Written exercise - Repeat the following material line for line, omitting the pictures from your reply.

[Records from a point-labeling set]
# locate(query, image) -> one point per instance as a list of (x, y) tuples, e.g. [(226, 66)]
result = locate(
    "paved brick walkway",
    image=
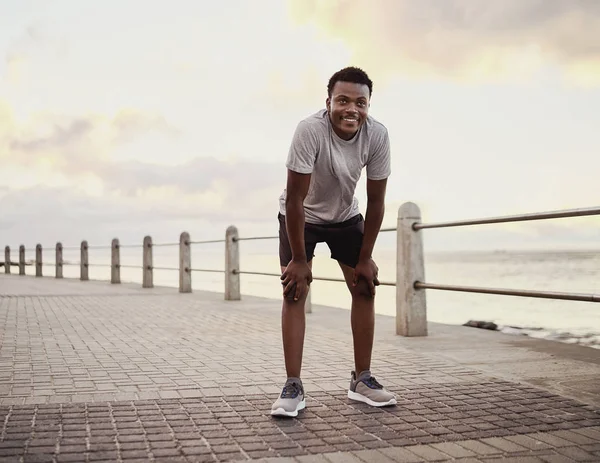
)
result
[(92, 372)]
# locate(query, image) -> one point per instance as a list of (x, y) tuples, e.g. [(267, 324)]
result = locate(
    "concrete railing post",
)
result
[(59, 261), (148, 277), (411, 307), (232, 265), (38, 261), (185, 264), (115, 262), (7, 259), (21, 260), (84, 264)]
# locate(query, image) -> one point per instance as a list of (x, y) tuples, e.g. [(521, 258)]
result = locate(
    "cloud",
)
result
[(62, 173), (467, 39)]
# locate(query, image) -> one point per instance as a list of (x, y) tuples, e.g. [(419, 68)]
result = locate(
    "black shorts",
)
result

Answer -
# locate(query, image) -> one point per instance as a list of (x, y) tuples, e.g. [(226, 66)]
result = locate(
    "paved brick walkway",
    image=
)
result
[(92, 372)]
# locate(query, image) -> one point per instance as a list of (x, y) tuples, e.g. [(267, 324)]
result = locate(
    "concrete railing post",
)
result
[(59, 261), (148, 277), (411, 307), (232, 265), (38, 261), (185, 264), (115, 262), (7, 259), (21, 260), (84, 264)]
# locate(query, image) -> one point per instance as a list of (x, y) tuples, e.g. [(521, 258)]
result = locate(
    "cloud",
)
result
[(62, 173), (467, 39)]
# locate(query, image) -> one point per instance as a list of (x, y) tuples, e.g. [(419, 68)]
result = locate(
    "black shorts",
)
result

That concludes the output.